Give a verbatim quotation of every record.

### INPUT ROWS
━━━━━━━━━━

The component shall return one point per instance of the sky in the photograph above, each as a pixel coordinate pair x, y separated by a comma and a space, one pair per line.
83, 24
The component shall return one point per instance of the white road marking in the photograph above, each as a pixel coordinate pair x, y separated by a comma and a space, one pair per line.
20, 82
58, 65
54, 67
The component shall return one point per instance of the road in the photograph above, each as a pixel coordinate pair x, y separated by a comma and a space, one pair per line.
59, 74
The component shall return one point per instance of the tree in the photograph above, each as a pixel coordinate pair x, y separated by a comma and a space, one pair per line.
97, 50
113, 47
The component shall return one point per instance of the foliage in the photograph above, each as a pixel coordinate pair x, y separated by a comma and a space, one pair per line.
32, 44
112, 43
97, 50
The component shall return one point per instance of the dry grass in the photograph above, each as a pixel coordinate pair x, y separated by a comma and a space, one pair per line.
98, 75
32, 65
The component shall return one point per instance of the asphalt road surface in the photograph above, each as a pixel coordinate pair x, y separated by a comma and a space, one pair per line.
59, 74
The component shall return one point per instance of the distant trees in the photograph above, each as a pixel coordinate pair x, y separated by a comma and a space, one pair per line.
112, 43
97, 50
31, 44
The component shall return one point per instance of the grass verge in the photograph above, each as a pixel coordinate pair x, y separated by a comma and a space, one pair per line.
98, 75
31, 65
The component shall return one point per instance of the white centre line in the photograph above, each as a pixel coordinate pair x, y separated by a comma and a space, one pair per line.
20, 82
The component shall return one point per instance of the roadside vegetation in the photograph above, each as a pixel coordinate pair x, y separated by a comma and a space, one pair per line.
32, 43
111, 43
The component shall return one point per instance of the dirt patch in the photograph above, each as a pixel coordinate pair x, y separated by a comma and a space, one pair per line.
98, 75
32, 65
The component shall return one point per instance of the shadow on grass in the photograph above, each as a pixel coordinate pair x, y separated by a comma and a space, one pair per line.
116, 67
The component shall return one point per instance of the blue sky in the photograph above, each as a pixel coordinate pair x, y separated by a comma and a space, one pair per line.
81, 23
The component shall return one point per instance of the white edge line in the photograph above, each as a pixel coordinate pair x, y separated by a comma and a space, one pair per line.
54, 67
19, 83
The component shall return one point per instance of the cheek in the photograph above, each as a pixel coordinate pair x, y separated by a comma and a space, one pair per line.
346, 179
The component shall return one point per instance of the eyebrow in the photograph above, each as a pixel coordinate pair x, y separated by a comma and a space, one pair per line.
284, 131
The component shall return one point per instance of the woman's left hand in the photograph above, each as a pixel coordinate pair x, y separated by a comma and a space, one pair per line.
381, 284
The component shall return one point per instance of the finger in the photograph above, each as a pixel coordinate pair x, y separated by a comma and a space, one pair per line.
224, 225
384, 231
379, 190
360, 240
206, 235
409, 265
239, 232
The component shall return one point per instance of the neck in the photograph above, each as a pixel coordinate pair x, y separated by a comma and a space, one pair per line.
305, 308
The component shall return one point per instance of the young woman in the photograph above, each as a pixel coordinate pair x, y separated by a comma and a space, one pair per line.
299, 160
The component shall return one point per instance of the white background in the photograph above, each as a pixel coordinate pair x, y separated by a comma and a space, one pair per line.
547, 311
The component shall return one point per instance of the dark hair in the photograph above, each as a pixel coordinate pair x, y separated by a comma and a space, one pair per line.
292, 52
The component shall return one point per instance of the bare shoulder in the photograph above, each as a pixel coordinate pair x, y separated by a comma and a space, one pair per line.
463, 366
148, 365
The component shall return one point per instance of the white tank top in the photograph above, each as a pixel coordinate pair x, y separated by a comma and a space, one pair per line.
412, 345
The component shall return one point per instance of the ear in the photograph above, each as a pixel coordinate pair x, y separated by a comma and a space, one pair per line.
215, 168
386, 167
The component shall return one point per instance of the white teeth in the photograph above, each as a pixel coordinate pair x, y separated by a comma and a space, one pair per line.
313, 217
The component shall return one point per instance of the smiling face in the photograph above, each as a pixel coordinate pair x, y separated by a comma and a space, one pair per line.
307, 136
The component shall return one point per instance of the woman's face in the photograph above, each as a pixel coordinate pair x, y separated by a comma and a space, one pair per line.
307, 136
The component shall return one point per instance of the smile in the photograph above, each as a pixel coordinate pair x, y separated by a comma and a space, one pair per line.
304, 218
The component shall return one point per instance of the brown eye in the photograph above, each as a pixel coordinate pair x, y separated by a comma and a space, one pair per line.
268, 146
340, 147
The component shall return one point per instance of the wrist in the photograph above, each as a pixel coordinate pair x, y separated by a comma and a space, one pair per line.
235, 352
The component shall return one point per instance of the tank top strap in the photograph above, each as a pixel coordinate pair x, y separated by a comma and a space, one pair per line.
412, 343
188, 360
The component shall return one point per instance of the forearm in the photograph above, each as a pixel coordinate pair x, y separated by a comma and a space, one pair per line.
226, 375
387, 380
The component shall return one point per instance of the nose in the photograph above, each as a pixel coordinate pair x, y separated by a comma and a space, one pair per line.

━━━━━━━━━━

### ANSWER
The component shall return one point per instance of the sky in the photograph above, each as a pixel coordinate pair x, y separated by a comma and a space, one pair per line.
83, 24
The component shall return one point per instance of the white road marking in the photograph above, each as a pixel coordinate pair x, y separated by a comma and a space, one pair per line.
20, 82
58, 65
54, 67
The component shall return one point per instance of the road in the photograph above, each as a pixel coordinate pair x, y separated by a comma and a space, one pair per line.
59, 74
The component shall return one point per instance of the tree in the photograph above, each as a pixel coordinate pair x, y separated by a comma and a space, one pair per line.
97, 50
113, 47
The component shall return one point per instance of the foliage in the photograph above, each as a pixel coordinate pair x, y separated by a comma and a space, one pair per line.
32, 44
112, 43
97, 50
The component shall return one point per instance of the dry grass in the photograph above, each as a pixel coordinate pair x, y separated by a comma and a space, one pair per line.
98, 75
32, 65
The component shall return one point per instance of the asphalt road surface in the photograph above, each as a pixel coordinate pair x, y separated by a comma and a space, one pair per line.
59, 74
The component shall return one point per instance of the distant trees in the photograph above, each as a pixel coordinate pair x, y separated by a comma and a space, one pair per line.
112, 43
97, 50
31, 44
The component shall return one point per instance of the grass verge in the photograph above, each as a pixel coordinate pair x, y separated by a comma and a space, one pair per line.
98, 75
31, 65
The component shall return one point per instance of the white centre line in the photograph above, each as a pixel coordinate pair x, y separated by a comma and a space, one pair per line.
20, 82
The component shall return one point per instance of the roadside vegetation in the photograph above, each as a pixel coordinate pair x, y separated by a comma and a space, one pair per line.
32, 43
111, 43
The component shall return one point per instance of the dirt patch in the photograph above, each as a pixel coordinate pair x, y separated by a comma and a space, one pair per line.
98, 75
32, 65
The component shall return one point per instance of the shadow on grass in the photograph above, each as a pixel coordinate pair x, y separated by a comma and a space, one pair per line.
116, 67
The component shall return one point per instance of the blue sky in the photograph above, each as a pixel coordinate pair x, y separated by a comma and a space, one pair per line.
81, 23
The component shall return one point per instance of the white edge line in the photograph above, each as a pixel coordinate pair x, y separated by a comma and a space, one pair per line.
54, 67
19, 83
The component shall return one point per instance of the cheek in the photograph above, each as a pixel coordinate pair x, y separated by a comma and a space, one pair per line.
346, 179
The component shall return one point per instance of the eyebrow in the photograph above, each as a pixel coordinate pair x, y separated by a comma and a space, one pair per line.
284, 131
The component shall return one point per instance of the woman's left hand in the photograph above, each as a pixel coordinate pair x, y separated by a comma and a space, one pair per line.
381, 284
The component shall return one point per instance of the finger in the photograph above, each as a pixel coordinate pair x, y separated by a comma and a space, one pair per line.
224, 225
384, 231
379, 190
360, 240
206, 235
409, 265
239, 232
The component shall return one point per instance of the neck in the photograph above, each as a pixel coordinate pair x, y separated by a comma and a space, one pair per line.
305, 308
The component shall return one point per instance of the young woman in the photograph above, each as a pixel coordinate pair x, y separated by a comma and a space, one pair per line.
299, 160
The component shall return one point per instance of the white background in the photograph above, each as a pixel coordinate pair x, y separated by a comma and a space, one pair per line.
547, 311
The component shall return one point per instance of the dark hair in the photograph above, each as a pixel coordinate pair x, y separated by a comma and a space, one pair per line.
292, 52
The component shall return one point per instance of the bare shoulder in the photograph above, each as a pixel coordinate pair x, y separated by a comma and a space, one pair per line.
463, 366
148, 365
The component shall return one point per instance of the white tank top in the photograph above, each as a pixel coordinate pair x, y separated by a comma and a space, one pair per line.
412, 345
The component shall return one point per instance of the ear in the photograph above, each as a pixel coordinate pair x, y separated by a comma and a space, one pair per line.
215, 168
386, 167
The component shall return one point per instance of the white teeth in the photograph above, each as a pixel coordinate pair x, y separated by a comma and a space, one pair per line.
313, 217
The component shall return one point per instance of the smiling face in the photograph above, each as a pixel coordinate pair x, y separated by a comma and a space, one pair per line.
307, 136
The component shall return one point per instance of the woman's face in the photograph above, each as a pixel coordinate pair x, y separated by a comma and a space, one pair per line.
307, 136
The component shall return one point per instance of the smile in the photograph above, each as a pixel coordinate pair x, y separated by a comma and a space, one pair per line.
304, 218
The component shall return one point per instance of the brown eye in the photograph above, each as a pixel coordinate pair x, y separated by a comma and a space, one pair per line.
268, 146
340, 147
The component shall return one point per instance of the wrist in the photograph above, each as a pixel coordinate pair x, y separated by a comma and a space, one pair per line.
235, 352
The component shall return one point per instance of the tank top strap in the photograph above, each as a pixel coordinate pair x, y separated by a comma and a space, one pair per line.
412, 343
188, 360
The component shall return one point per instance of the forearm in the photograph above, each as a pixel coordinate pair x, y separated by a comma and a space, one pair per line.
226, 375
387, 380
The component shall return one point per instance of the nose in the photograph above, each as a pixel coordinate pair x, y separated by a comma and a space, one pair per line.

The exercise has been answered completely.